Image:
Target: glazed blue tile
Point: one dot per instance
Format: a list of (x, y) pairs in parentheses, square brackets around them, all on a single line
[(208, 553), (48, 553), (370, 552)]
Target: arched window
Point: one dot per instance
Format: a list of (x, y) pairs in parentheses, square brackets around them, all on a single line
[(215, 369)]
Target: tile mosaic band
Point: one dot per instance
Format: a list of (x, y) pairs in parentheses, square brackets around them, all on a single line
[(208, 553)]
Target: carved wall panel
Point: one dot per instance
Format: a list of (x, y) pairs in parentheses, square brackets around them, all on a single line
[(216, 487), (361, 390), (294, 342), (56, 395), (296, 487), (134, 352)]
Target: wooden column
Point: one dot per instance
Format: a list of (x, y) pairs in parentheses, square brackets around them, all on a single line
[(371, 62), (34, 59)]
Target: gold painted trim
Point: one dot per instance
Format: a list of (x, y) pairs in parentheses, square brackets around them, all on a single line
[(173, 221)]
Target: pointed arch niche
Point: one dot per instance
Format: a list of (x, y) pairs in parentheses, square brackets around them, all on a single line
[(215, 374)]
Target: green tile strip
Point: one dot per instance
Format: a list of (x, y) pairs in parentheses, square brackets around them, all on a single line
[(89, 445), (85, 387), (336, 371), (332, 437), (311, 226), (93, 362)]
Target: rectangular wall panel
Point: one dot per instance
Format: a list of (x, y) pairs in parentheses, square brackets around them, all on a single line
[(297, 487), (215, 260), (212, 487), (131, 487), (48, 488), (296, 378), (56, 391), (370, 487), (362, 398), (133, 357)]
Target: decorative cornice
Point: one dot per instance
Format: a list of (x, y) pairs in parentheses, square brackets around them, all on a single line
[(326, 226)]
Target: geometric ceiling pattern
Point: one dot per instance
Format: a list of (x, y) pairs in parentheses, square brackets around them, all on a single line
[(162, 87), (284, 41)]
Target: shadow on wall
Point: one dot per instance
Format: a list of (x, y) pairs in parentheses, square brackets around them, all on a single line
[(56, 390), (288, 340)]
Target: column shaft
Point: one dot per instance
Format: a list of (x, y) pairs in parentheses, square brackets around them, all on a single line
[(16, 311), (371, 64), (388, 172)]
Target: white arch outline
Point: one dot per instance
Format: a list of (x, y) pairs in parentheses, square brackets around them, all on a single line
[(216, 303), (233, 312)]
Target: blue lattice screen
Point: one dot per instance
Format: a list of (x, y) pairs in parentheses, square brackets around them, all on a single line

Given problem:
Swap "one dot per instance" for "one dot per occurrence" wherever it appears in the listing above, and reproduce the listing with no other changes.

The answer:
Image:
Target: glazed blue tile
Point: one dot per occurrence
Format: a list of (x, y) pairs in parentheses, square brackets around them, all on a single line
[(208, 553), (48, 553), (370, 552)]
Target: arched window
Point: one dot per occurrence
Format: a list of (x, y) pairs in parentheses, square brackets around them, all on a single line
[(215, 369)]
Target: tile mosaic band
Point: one dot per occurrence
Format: a list of (x, y) pairs in parentheses, square brackets around them, all on a single line
[(208, 553)]
Target: carved wall panel
Point: one dot per occurrence
Format: a list of (x, y) pairs in parentheses, square brackets around them, all on a single line
[(216, 487), (361, 390), (294, 342), (56, 395), (296, 487), (134, 352)]
Target: wooden column
Point: one dot per occurrence
Format: a list of (x, y) pairs in parentheses, square brackets around them, all on a single line
[(371, 62), (34, 59)]
Target: gold painted trim
Point: one dot per occurrence
Format: a list of (x, y) pairs in parentheses, square brackets around them, all on a single line
[(173, 221)]
Target: pointed arch niche
Point: one dot per occurrence
Format: a list of (x, y) pairs in parentheses, square brackets around them, all on a single line
[(215, 374)]
Target: green tile strip
Point: one dot per occurrence
Format: a list of (x, y) pairs in parentheses, square brackets around them, all on a single line
[(89, 445), (85, 387), (336, 371), (332, 437), (311, 226), (93, 362)]
Target: rectangular wall panel
Point: one dot per occurrence
Format: a list of (x, y) pairs in parentheses, square brackets around them, all on a single line
[(297, 487), (215, 260), (212, 487), (131, 487), (48, 488), (296, 378), (56, 391), (370, 487), (362, 398), (133, 357)]
Target: decorative cornice
Point: one dot per occurrence
Format: a list of (x, y) pairs in parentheses, square brackets around them, all on a single line
[(326, 226)]
Target: geometric ceiling pattern
Point: one dot per occurrence
Format: a list of (x, y) pairs in parentheses, square brackets around them, all on a single line
[(162, 87), (284, 41)]
Target: shadow on wall
Point: one dot per occurrence
Format: a list of (x, y) pairs in parentheses, square brackets around them, all on a single line
[(56, 390), (288, 340)]
Target: column shaft
Point: one dot per occurrence
Format: a list of (x, y) pairs in parentheses, square brackets around them, all on a single line
[(16, 311), (371, 64), (388, 172)]
Target: white arch outline
Point: one dot per occurrence
Format: a list of (x, y) pairs in parentheses, square brackets around them, all on a single line
[(216, 303), (233, 312)]
Target: blue lattice screen
Point: one dot per occurrence
Format: a list of (x, y) pairs in parentheses, square brackets around them, all on a single line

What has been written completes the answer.